Dataset entries
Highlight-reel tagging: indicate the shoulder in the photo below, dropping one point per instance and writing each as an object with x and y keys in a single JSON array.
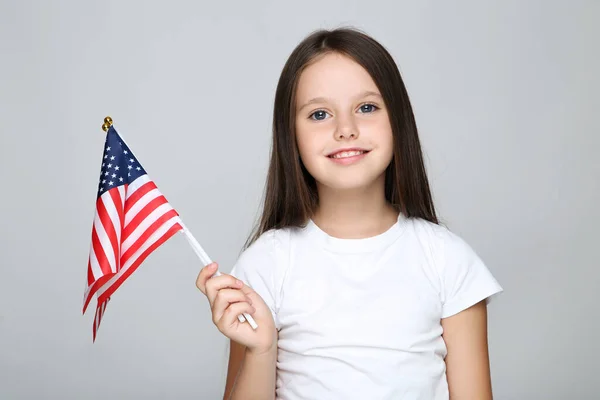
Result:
[
  {"x": 464, "y": 277},
  {"x": 444, "y": 245},
  {"x": 263, "y": 258}
]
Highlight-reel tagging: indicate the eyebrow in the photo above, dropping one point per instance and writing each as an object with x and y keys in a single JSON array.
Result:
[{"x": 324, "y": 99}]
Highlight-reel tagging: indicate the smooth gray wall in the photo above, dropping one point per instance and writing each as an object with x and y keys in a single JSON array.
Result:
[{"x": 504, "y": 94}]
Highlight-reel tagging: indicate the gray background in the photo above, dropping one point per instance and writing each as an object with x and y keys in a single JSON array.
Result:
[{"x": 504, "y": 94}]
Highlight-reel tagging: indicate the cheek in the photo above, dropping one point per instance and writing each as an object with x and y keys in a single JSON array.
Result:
[{"x": 310, "y": 142}]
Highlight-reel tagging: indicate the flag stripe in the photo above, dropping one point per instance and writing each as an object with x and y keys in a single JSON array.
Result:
[
  {"x": 143, "y": 219},
  {"x": 132, "y": 219},
  {"x": 132, "y": 209},
  {"x": 137, "y": 193},
  {"x": 91, "y": 290},
  {"x": 159, "y": 237},
  {"x": 98, "y": 249},
  {"x": 147, "y": 233},
  {"x": 96, "y": 271},
  {"x": 120, "y": 208},
  {"x": 110, "y": 221}
]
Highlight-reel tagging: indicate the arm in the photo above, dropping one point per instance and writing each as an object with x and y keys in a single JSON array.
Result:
[
  {"x": 236, "y": 356},
  {"x": 467, "y": 362},
  {"x": 256, "y": 379}
]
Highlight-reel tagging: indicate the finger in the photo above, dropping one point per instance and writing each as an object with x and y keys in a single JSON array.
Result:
[
  {"x": 226, "y": 297},
  {"x": 213, "y": 285},
  {"x": 230, "y": 316},
  {"x": 204, "y": 275}
]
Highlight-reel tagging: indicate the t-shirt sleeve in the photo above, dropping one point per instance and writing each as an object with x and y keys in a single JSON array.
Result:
[
  {"x": 466, "y": 279},
  {"x": 257, "y": 268}
]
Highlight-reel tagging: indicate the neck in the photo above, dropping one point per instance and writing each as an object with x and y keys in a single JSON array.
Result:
[{"x": 356, "y": 213}]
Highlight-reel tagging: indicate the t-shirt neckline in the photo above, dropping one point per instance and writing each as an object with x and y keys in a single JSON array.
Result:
[{"x": 358, "y": 245}]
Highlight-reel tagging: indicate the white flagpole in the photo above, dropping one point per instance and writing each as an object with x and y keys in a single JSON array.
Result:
[{"x": 206, "y": 260}]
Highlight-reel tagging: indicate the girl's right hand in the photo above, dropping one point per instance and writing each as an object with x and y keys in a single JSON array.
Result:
[{"x": 228, "y": 298}]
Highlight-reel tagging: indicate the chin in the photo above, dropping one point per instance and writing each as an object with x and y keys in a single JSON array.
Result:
[{"x": 350, "y": 183}]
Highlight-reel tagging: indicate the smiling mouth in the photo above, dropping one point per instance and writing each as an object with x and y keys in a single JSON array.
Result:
[{"x": 348, "y": 154}]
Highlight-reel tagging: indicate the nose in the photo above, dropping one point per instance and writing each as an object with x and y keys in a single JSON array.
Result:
[{"x": 346, "y": 129}]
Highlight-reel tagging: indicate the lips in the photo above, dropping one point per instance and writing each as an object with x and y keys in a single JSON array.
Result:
[{"x": 347, "y": 153}]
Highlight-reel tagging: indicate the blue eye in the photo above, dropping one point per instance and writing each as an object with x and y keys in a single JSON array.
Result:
[
  {"x": 367, "y": 108},
  {"x": 318, "y": 115}
]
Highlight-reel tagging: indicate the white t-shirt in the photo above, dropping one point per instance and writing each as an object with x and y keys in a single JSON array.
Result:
[{"x": 360, "y": 318}]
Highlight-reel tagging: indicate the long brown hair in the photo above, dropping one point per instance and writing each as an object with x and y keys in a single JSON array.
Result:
[{"x": 290, "y": 195}]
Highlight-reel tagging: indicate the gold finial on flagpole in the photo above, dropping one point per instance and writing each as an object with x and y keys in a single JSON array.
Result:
[{"x": 107, "y": 124}]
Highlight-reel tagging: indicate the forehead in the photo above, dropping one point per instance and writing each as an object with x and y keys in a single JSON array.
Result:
[{"x": 334, "y": 76}]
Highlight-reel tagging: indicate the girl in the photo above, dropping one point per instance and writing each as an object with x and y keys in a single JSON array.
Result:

Problem details> Could you repeat all of the data exactly, minus the pictures?

Response box>
Highlight-reel tagging: indicate the shoulder in the photo below, dropping one point per instance and writing each as an object with x and y keys in a single JSON array.
Result:
[
  {"x": 464, "y": 277},
  {"x": 444, "y": 245},
  {"x": 263, "y": 258}
]
Highlight-reel tagging: indicate the eyebrow in the photo above, dropping one point per instance and writing each as an object with x and y keys in a single JSON array.
Result:
[{"x": 324, "y": 99}]
Highlight-reel tagging: indicate the smooth gray wall in the photo above, dropping one point per instance and writing each as an object with x and y keys in a single JSON array.
Result:
[{"x": 504, "y": 94}]
Highlight-reel tagging: indicate the gray background in the photo above, dropping one point per instance and writing each as an object with x and y keys in a single JSON array.
Result:
[{"x": 504, "y": 94}]
Highlight-reel tagging: indicate the cheek in the photo above, dropping one point per instance and writing each as an object with x and y keys in a single JSON array.
Result:
[{"x": 310, "y": 142}]
Highlight-reel tagging: indicate the flag stripe in the photo above, dropping one point per instance and writing each as an object with x and y keys in a single JSON array.
Result:
[
  {"x": 143, "y": 219},
  {"x": 132, "y": 219},
  {"x": 132, "y": 209},
  {"x": 137, "y": 193},
  {"x": 91, "y": 290},
  {"x": 159, "y": 237},
  {"x": 98, "y": 249},
  {"x": 147, "y": 233},
  {"x": 96, "y": 271},
  {"x": 120, "y": 208},
  {"x": 110, "y": 221}
]
Highlight-reel tagging: indicate the arm in the photo above, dropping one point per instance and writing each as an object with x and y keys in a single JSON array.
Result:
[
  {"x": 236, "y": 356},
  {"x": 467, "y": 362},
  {"x": 256, "y": 379}
]
Highlight-reel tagging: indicate the finger in the photo above, dropping one point per instance and writing each as an object with x and y keys in a single JSON array.
Result:
[
  {"x": 226, "y": 297},
  {"x": 213, "y": 285},
  {"x": 230, "y": 316},
  {"x": 204, "y": 275}
]
Highlight-reel tagging: indicate the t-shirt sleeve in the photo above, dropping one point per instance and writing each as an object with x and y keys in a single JSON array.
Result:
[
  {"x": 466, "y": 279},
  {"x": 257, "y": 268}
]
Highlight-reel tagging: indicate the neck in the photo above, dropping one point per instance and writing each as an object with x and y keys in a single JSON array.
Result:
[{"x": 356, "y": 213}]
Highlight-reel tagging: indicate the t-shirt neckline in the photo above, dropping one point per instance and writing each as an object with x and y keys in a single JSON array.
Result:
[{"x": 358, "y": 245}]
Highlight-reel tagging: indicate the white flagpole in the photo above, dropping one point per instance and writing each as an object with x and y keys in a single JSON array.
Result:
[{"x": 206, "y": 260}]
Highlight-reel tagging: indicate the girl's right hand in the photo above, dropping one point per instance and writing each as an object with x and y keys in a single JSON array.
Result:
[{"x": 228, "y": 298}]
Highlight-reel tagging: indicate the chin in the photo above, dropping one point per instance and writing each as an object with x and y keys in a single JSON array.
Result:
[{"x": 350, "y": 183}]
Highlight-reel tagging: indicate the smiling mouth in the photo above, dropping one point per instance and writing each as an object with x and y keys in a single JSON array.
Result:
[{"x": 348, "y": 154}]
Highlight-reel tagging: indicate the nose in the photo above, dropping one point per instance and writing each as an object with x and y keys in a single JSON array.
Result:
[{"x": 346, "y": 129}]
Highlight-reel tagging: indicate the lips in the photo above, dropping one point per instance and writing each as an object with x and y keys in a single JSON array.
Result:
[{"x": 347, "y": 153}]
Highlight-reel tagging: indicate the blue eye in the photo above, dropping one point per instance and writing each as an object with x and y keys in a single JSON array.
Result:
[
  {"x": 367, "y": 108},
  {"x": 318, "y": 115}
]
Highlight-reel tagging: indicate the white t-shirt in the photo above, dropping one point per instance and writing each as an object with x and y keys in a single JSON array.
Result:
[{"x": 360, "y": 318}]
Highlight-reel tagging: indicate the long brown hair in the photo above, dropping one point per instance and writing each as an object with x and y keys in a single JSON array.
Result:
[{"x": 290, "y": 195}]
Highlight-reel tagging: indicate the gold finial on flagpole in the photo above, dropping one point per instance and writing each as an object with x and y keys in a single JSON array.
Result:
[{"x": 107, "y": 124}]
Highlight-reel tagging: indicate the forehead in the photo above, dropping one point per instance and writing each as an object with x and y keys in a single JSON array.
Result:
[{"x": 334, "y": 76}]
Highlight-reel tagging: indicate the girl in the photo above, dropping one point per instance and writing each as an object with x and y keys in a single JSON array.
Result:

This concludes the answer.